- What the task requires: In the psalm commentary, what alternative rendering does the commentator give for "my soul waiteth upon God"?

- Source passage:
——

To the chief musician, to Jeduthun. A psalm of David.

1 Truly my soul waiteth upon God: from him cometh my salvation.   2 He only is my rock and my salvation; he is my defence; I shall not be greatly moved.   3 How long will ye imagine mischief against a man? ye shall be slain all of you: as a bowing wall shall ye be, and as a tottering fence.   4 They only consult to cast him down from his excellency: they delight in lies: they bless with their mouth, but they curse inwardly. Selah.   5 My soul, wait thou only upon God; for my expectation is from him.   6 He only is my rock and my salvation: he is my defence; I shall not be moved.   7 In God is my salvation and my glory: the rock of my strength, and my refuge, is in God.

In these verses we have,

I. David's profession of dependence upon God, and upon him only, for all good (v. 1): Truly my soul waiteth upon God. Nevertheless (so some) or "However it be, whatever difficulties or dangers I may meet with, though God frown upon me and I meet with discouragements in my attendance on him, yet still my soul waits upon God" (or is silent to God, as the word is), "Says nothing against what he does, but quietly expects what he will do." We are in the way both of duty and comfort when our souls wait upon God, when we cheerfully refer ourselves, and the disposal of all our affairs, to his will and wisdom, when we acquiesce in and accommodate ourselves to all the dispensations of his providence, and patiently expect a doubtful event, with an entire satisfaction in his righteousness and goodness, however it be. Is not my soul subject go God? So the LXX. So it, certainly so it ought to be; our wills must be melted into his will. My soul has respect to God, for from him cometh my salvation. He doubts not but his salvation will come, though now he was threatened and in danger, and he expects it to come from God, and from him only; for in vain is it hoped for from hills and mountains, Jer. iii. 23; Ps. cxxi. 1, 2. "From him I know it will come, and therefore on him will I patiently wait till it does come, for his time is the best time." We may apply it to our eternal salvation, which is called the salvation of God (Ps. l. 23); from him it comes; he prepared it for us, he prepares us for it, and preserves us to it, and therefore let our souls wait on him, to be conducted through this world to that eternal salvation, in such way as he thinks fit.

——

[Data records]
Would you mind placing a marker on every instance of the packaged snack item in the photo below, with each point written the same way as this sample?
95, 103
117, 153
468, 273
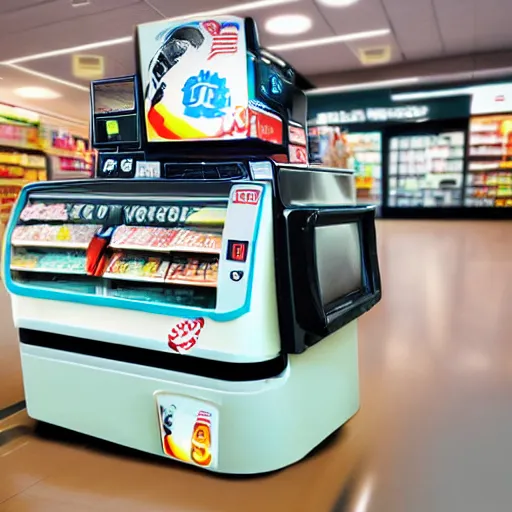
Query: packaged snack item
207, 217
41, 211
124, 266
156, 239
188, 240
24, 260
193, 272
69, 262
45, 234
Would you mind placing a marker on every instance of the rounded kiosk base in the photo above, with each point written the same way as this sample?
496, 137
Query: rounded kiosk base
227, 427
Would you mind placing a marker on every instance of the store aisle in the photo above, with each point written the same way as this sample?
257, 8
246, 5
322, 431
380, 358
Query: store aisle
432, 434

——

- Output of the exercise: It may also be read as the soul being "silent to God."